§ **Data for the task**:
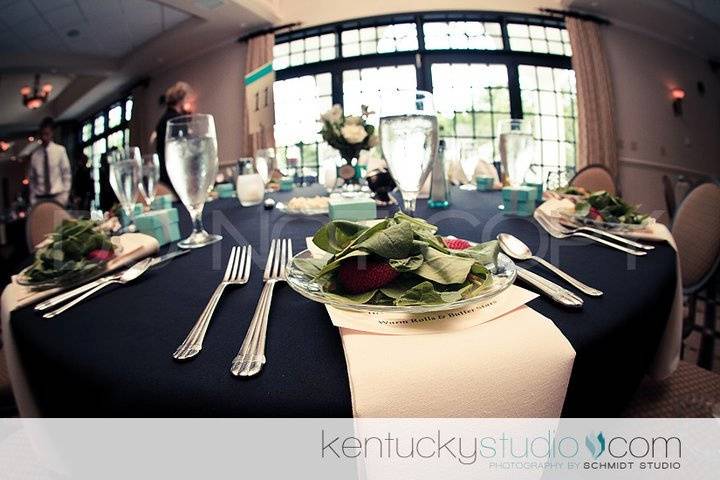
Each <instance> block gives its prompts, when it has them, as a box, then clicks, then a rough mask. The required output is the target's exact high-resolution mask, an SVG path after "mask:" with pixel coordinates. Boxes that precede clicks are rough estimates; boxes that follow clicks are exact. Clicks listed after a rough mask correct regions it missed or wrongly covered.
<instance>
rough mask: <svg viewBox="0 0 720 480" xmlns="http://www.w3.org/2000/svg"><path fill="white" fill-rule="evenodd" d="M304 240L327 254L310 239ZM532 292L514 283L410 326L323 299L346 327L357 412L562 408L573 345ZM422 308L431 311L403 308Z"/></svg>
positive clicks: (364, 415) (464, 412)
mask: <svg viewBox="0 0 720 480" xmlns="http://www.w3.org/2000/svg"><path fill="white" fill-rule="evenodd" d="M307 244H308V249H309V250H310V251H311V252H313V254H316V255H318V254H322V250H319V251H318V248H317V247H316V246H315V245H313V243H312V239H308V241H307ZM536 296H537V295H535V294H533V293H532V292H528V291H527V290H525V289H523V288H520V287H517V286H512V287H510V289H508V290H507V291H505V292H503V293H502V294H500V295H498V296H497V297H495V298H494V299H493V300H494V302H488V303H492V304H491V305H489V307H488V308H475V309H466V310H465V311H462V312H458V316H457V317H452V318H447V317H444V318H437V317H438V315H436V314H430V315H428V316H429V317H432V318H431V321H422V322H420V323H419V324H413V323H412V322H410V323H409V326H408V324H405V325H403V324H402V323H395V324H394V325H385V324H383V323H382V322H381V320H382V318H383V317H385V316H386V315H385V314H377V313H358V312H349V311H345V310H340V309H337V308H333V307H327V310H328V313H329V315H330V319H331V320H332V322H333V324H335V325H336V326H339V327H340V337H341V339H342V343H343V349H344V351H345V362H346V364H347V369H348V378H349V380H350V392H351V396H352V404H353V415H354V416H355V417H426V418H427V417H559V416H560V413H561V411H562V406H563V402H564V401H565V393H566V391H567V385H568V382H569V380H570V373H571V371H572V366H573V362H574V359H575V350H574V349H573V347H572V345H570V342H569V341H568V340H567V339H566V338H565V337H564V336H563V334H562V333H561V332H560V330H558V329H557V327H556V326H555V324H554V323H553V322H552V321H551V320H550V319H548V318H546V317H544V316H542V315H540V314H539V313H538V312H536V311H534V310H532V309H531V308H529V307H526V306H525V305H524V304H525V303H526V302H528V301H529V300H531V299H533V298H535V297H536ZM446 313H447V312H446ZM394 317H395V316H393V318H394ZM418 317H421V320H426V318H425V317H426V316H422V315H408V316H407V318H408V319H411V318H418ZM348 325H352V326H354V328H347V326H348ZM360 329H363V330H366V331H361V330H360ZM403 329H405V330H403ZM368 330H369V331H368ZM420 333H421V334H420Z"/></svg>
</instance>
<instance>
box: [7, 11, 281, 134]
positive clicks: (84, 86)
mask: <svg viewBox="0 0 720 480" xmlns="http://www.w3.org/2000/svg"><path fill="white" fill-rule="evenodd" d="M279 20H280V17H279V15H278V14H277V11H276V5H275V0H0V135H2V136H10V135H13V134H17V133H24V132H27V131H31V130H33V129H34V128H35V126H36V125H37V122H38V121H39V120H40V119H41V118H42V117H43V116H46V115H51V116H53V117H55V118H56V119H59V120H66V119H75V118H80V117H83V116H85V115H87V114H88V113H92V112H93V111H94V110H96V109H98V108H100V107H101V106H102V105H103V104H104V103H108V102H110V101H112V100H114V99H115V97H116V96H117V95H118V94H119V92H122V91H123V90H126V89H128V88H130V87H131V86H132V85H133V84H135V83H136V82H137V81H138V80H140V79H142V78H145V77H147V76H152V75H153V74H155V73H157V72H159V71H162V70H165V69H169V68H172V67H173V66H175V65H178V64H180V63H182V62H183V61H187V60H188V59H189V58H192V57H194V56H197V55H199V54H201V53H202V52H204V51H207V50H208V49H210V48H213V47H216V46H218V45H222V44H226V43H230V42H233V41H235V40H236V39H237V38H238V37H239V36H240V35H242V34H244V33H247V32H249V31H253V30H256V29H258V28H262V27H265V26H268V25H270V24H272V23H275V22H278V21H279ZM35 73H40V74H41V75H42V79H43V81H45V80H48V81H50V82H51V83H52V84H53V87H54V89H53V92H52V94H51V97H50V102H48V104H47V105H45V106H43V107H42V108H40V109H38V110H36V111H32V112H31V111H29V110H27V109H25V108H24V107H23V106H22V103H21V101H20V95H19V90H20V87H21V86H22V85H23V84H25V83H29V82H30V81H32V78H33V75H34V74H35Z"/></svg>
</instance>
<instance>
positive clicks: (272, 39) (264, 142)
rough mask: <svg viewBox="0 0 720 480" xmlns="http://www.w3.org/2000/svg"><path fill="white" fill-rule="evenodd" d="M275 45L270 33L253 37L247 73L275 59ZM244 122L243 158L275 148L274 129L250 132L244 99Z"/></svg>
mask: <svg viewBox="0 0 720 480" xmlns="http://www.w3.org/2000/svg"><path fill="white" fill-rule="evenodd" d="M274 45H275V35H274V34H272V33H268V34H265V35H259V36H257V37H253V38H251V39H250V40H248V42H247V50H246V52H245V72H246V73H247V72H252V71H253V70H255V69H256V68H258V67H260V66H262V65H265V64H266V63H268V62H271V61H272V59H273V46H274ZM242 105H243V107H242V108H243V122H242V127H241V128H242V136H241V138H242V145H241V150H242V153H243V156H247V157H252V156H254V155H255V152H256V151H257V150H258V149H260V148H270V147H274V146H275V136H274V132H273V129H272V128H269V129H263V131H261V132H259V133H255V134H252V135H251V134H250V133H249V132H248V111H247V105H246V102H245V98H244V97H243V102H242Z"/></svg>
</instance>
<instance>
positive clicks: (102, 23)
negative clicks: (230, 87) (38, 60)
mask: <svg viewBox="0 0 720 480" xmlns="http://www.w3.org/2000/svg"><path fill="white" fill-rule="evenodd" d="M0 9H2V16H0V54H7V53H15V52H34V51H44V52H48V53H60V54H84V55H94V56H102V57H110V58H119V57H122V56H123V55H127V54H128V53H129V52H130V51H131V50H132V49H134V48H137V47H138V46H140V45H142V44H143V43H145V42H147V41H148V40H150V39H151V38H153V37H156V36H157V35H160V34H162V33H163V32H165V31H167V30H169V29H171V28H173V27H176V26H177V25H179V24H181V23H182V22H184V21H186V20H188V19H189V18H191V15H189V14H187V13H185V12H182V11H180V10H177V9H175V8H172V7H169V6H166V5H163V4H160V3H155V2H153V1H146V0H120V1H107V0H105V1H98V0H0Z"/></svg>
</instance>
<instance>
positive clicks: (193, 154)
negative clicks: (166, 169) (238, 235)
mask: <svg viewBox="0 0 720 480" xmlns="http://www.w3.org/2000/svg"><path fill="white" fill-rule="evenodd" d="M165 166H166V168H167V171H168V176H169V177H170V181H171V182H172V184H173V187H174V188H175V192H176V193H177V195H178V197H180V200H181V201H182V202H183V205H185V208H187V209H188V212H189V213H190V218H192V222H193V232H192V233H191V234H190V236H189V237H188V238H186V239H184V240H181V241H180V242H179V243H178V246H179V247H180V248H199V247H204V246H205V245H209V244H211V243H215V242H217V241H219V240H221V239H222V237H221V236H220V235H213V234H210V233H208V232H206V231H205V228H204V227H203V223H202V211H203V207H204V206H205V200H207V195H208V189H209V188H210V187H211V186H212V184H213V182H214V181H215V175H217V171H218V157H217V137H216V135H215V119H214V118H213V116H212V115H206V114H192V115H182V116H179V117H175V118H172V119H170V120H168V123H167V133H166V134H165Z"/></svg>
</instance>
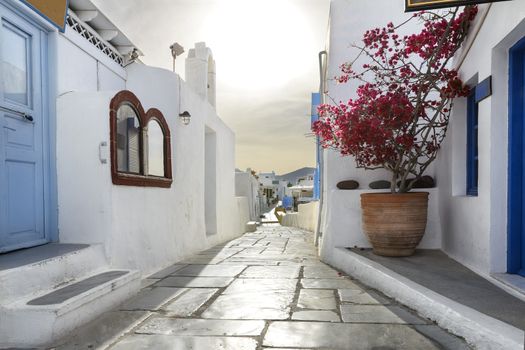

§ **The problem**: Repeat the listing word for word. Leave images out.

§ **Solution to the problem**:
Each <instance> block gives its prompts, when it has them, as a box, then clicks, then a rough mask. The required output is the target's exact high-resolution mask, an SVG path after "mask:" with pixel coordinates. Boxes that precede clicks are rough estimates; boxes that follow clicks are exact. Clicks listed after a rough mask correct regions it missed or wrongly covered.
<instance>
rough mask: <svg viewBox="0 0 720 480" xmlns="http://www.w3.org/2000/svg"><path fill="white" fill-rule="evenodd" d="M304 240L327 254L310 239ZM532 292L514 283L410 326L323 299L346 327L357 412L562 408L573 345ZM422 308L431 311L403 308Z"/></svg>
positive clicks: (364, 415) (464, 412)
mask: <svg viewBox="0 0 720 480" xmlns="http://www.w3.org/2000/svg"><path fill="white" fill-rule="evenodd" d="M307 244H308V249H309V250H310V251H311V252H313V254H316V255H318V254H322V250H319V251H318V248H317V247H316V246H315V245H313V243H312V239H308V241H307ZM536 296H537V295H535V294H533V293H532V292H528V291H527V290H525V289H523V288H520V287H517V286H512V287H510V289H508V290H507V291H505V292H503V293H502V294H500V295H498V296H497V297H495V298H494V299H493V300H494V302H488V303H492V304H491V305H489V307H488V308H475V309H466V310H465V311H462V312H458V316H457V317H452V318H447V317H444V318H437V317H438V315H436V314H430V315H428V316H429V317H432V318H431V321H422V322H420V323H419V324H413V323H412V322H410V323H409V326H408V324H405V325H403V324H402V323H395V324H394V325H385V324H383V323H382V322H381V320H382V318H383V317H385V316H386V315H385V314H377V313H358V312H349V311H345V310H340V309H337V308H333V307H327V310H328V313H329V315H330V319H331V320H332V322H333V324H335V325H336V326H339V327H340V337H341V339H342V343H343V349H344V351H345V362H346V364H347V369H348V378H349V380H350V392H351V396H352V404H353V415H354V416H355V417H426V418H427V417H559V416H560V413H561V411H562V406H563V402H564V401H565V393H566V391H567V385H568V382H569V380H570V373H571V371H572V366H573V362H574V359H575V350H574V349H573V347H572V345H570V342H569V341H568V340H567V339H566V338H565V337H564V336H563V334H562V333H561V332H560V330H558V329H557V327H556V326H555V324H554V323H553V322H552V321H551V320H550V319H548V318H546V317H544V316H542V315H540V314H539V313H538V312H536V311H534V310H532V309H531V308H529V307H526V306H525V305H524V304H525V303H526V302H528V301H529V300H531V299H533V298H535V297H536ZM446 313H447V312H446ZM394 317H395V316H393V318H394ZM418 317H421V320H426V318H425V317H426V316H422V315H408V316H407V318H408V319H411V318H418ZM348 325H352V326H354V328H347V326H348ZM360 329H363V330H366V331H361V330H360ZM403 329H405V330H403ZM368 330H369V331H368ZM420 333H421V334H420Z"/></svg>
</instance>
<instance>
box: [7, 11, 281, 134]
positive clicks: (84, 86)
mask: <svg viewBox="0 0 720 480" xmlns="http://www.w3.org/2000/svg"><path fill="white" fill-rule="evenodd" d="M279 20H280V17H279V15H278V14H277V11H276V5H275V0H0V135H2V136H10V135H13V134H17V133H24V132H27V131H31V130H33V129H34V128H35V126H36V125H37V122H38V121H39V120H40V119H41V118H42V117H43V116H46V115H51V116H53V117H55V118H56V119H59V120H66V119H75V118H80V117H83V116H85V115H87V114H88V113H92V112H93V111H94V110H96V109H98V108H100V107H101V106H102V105H103V104H104V103H108V102H110V101H112V100H114V99H115V97H116V96H117V95H118V94H119V92H122V91H123V90H126V89H128V88H130V87H131V86H132V85H133V84H135V83H136V82H137V81H138V80H140V79H142V78H145V77H147V76H152V75H153V74H155V73H157V72H159V71H162V70H165V69H169V68H172V67H173V66H175V65H178V64H180V63H182V62H183V61H187V60H188V59H189V58H192V57H194V56H197V55H199V54H201V53H202V52H204V51H207V50H208V49H210V48H213V47H216V46H218V45H222V44H226V43H230V42H233V41H235V40H236V39H237V38H238V37H239V36H240V35H242V34H244V33H247V32H249V31H253V30H256V29H258V28H262V27H265V26H268V25H270V24H272V23H275V22H278V21H279ZM35 73H40V74H41V75H42V79H43V81H45V80H48V81H50V82H51V83H52V84H53V87H54V89H53V92H52V94H51V97H50V102H48V104H47V105H45V106H43V107H42V108H40V109H38V110H36V111H32V112H31V111H29V110H27V109H25V108H24V107H23V106H22V103H21V101H20V95H19V90H20V87H21V86H22V85H23V84H25V83H29V82H30V81H32V78H33V75H34V74H35Z"/></svg>
</instance>
<instance>
positive clicks: (272, 39) (264, 142)
rough mask: <svg viewBox="0 0 720 480" xmlns="http://www.w3.org/2000/svg"><path fill="white" fill-rule="evenodd" d="M275 45L270 33L253 37L247 73L275 59ZM244 122L243 158L275 148L274 129L250 132L244 99Z"/></svg>
mask: <svg viewBox="0 0 720 480" xmlns="http://www.w3.org/2000/svg"><path fill="white" fill-rule="evenodd" d="M274 45H275V35H274V34H272V33H268V34H265V35H259V36H257V37H253V38H251V39H250V40H248V42H247V50H246V52H245V72H246V73H247V72H252V71H253V70H255V69H256V68H258V67H260V66H262V65H265V64H266V63H268V62H271V61H272V59H273V46H274ZM242 105H243V107H242V108H243V122H242V127H241V128H242V136H241V138H242V145H241V150H242V153H243V156H247V157H252V156H254V155H255V152H256V151H257V150H258V149H260V148H270V147H274V146H275V136H274V132H273V129H272V128H269V129H263V131H261V132H259V133H255V134H252V135H251V134H250V133H249V132H248V111H247V105H246V102H245V98H244V97H243V102H242Z"/></svg>
</instance>
<instance>
positive clicks: (102, 23)
negative clicks: (230, 87) (38, 60)
mask: <svg viewBox="0 0 720 480" xmlns="http://www.w3.org/2000/svg"><path fill="white" fill-rule="evenodd" d="M0 9H2V16H0V54H7V53H15V52H34V51H44V52H48V53H60V54H84V55H94V56H102V57H110V58H119V57H122V56H123V55H127V54H128V53H129V52H130V51H131V50H132V49H134V48H137V47H138V46H140V45H142V44H143V43H145V42H147V41H148V40H150V39H151V38H153V37H156V36H157V35H160V34H162V33H163V32H165V31H167V30H169V29H171V28H173V27H176V26H177V25H179V24H181V23H182V22H184V21H186V20H188V19H189V18H191V15H189V14H187V13H185V12H182V11H180V10H177V9H175V8H172V7H169V6H166V5H163V4H160V3H155V2H153V1H146V0H120V1H107V0H105V1H98V0H0Z"/></svg>
</instance>
<instance>
positive clicks: (193, 154)
negative clicks: (166, 169) (238, 235)
mask: <svg viewBox="0 0 720 480" xmlns="http://www.w3.org/2000/svg"><path fill="white" fill-rule="evenodd" d="M165 166H166V168H167V171H168V176H169V177H170V181H171V182H172V184H173V187H174V188H175V192H176V193H177V195H178V197H180V200H181V201H182V202H183V205H185V208H187V209H188V212H189V213H190V218H192V222H193V232H192V233H191V234H190V236H189V237H188V238H186V239H184V240H181V241H180V242H179V243H178V246H179V247H180V248H199V247H204V246H205V245H209V244H211V243H215V242H217V241H219V240H221V239H222V237H221V236H220V235H213V234H210V233H208V232H206V231H205V228H204V227H203V223H202V211H203V207H204V206H205V200H207V195H208V189H209V188H210V187H211V186H212V184H213V182H214V181H215V175H217V171H218V157H217V137H216V135H215V119H214V118H213V116H212V115H206V114H192V115H182V116H179V117H175V118H172V119H170V120H168V123H167V133H166V134H165Z"/></svg>
</instance>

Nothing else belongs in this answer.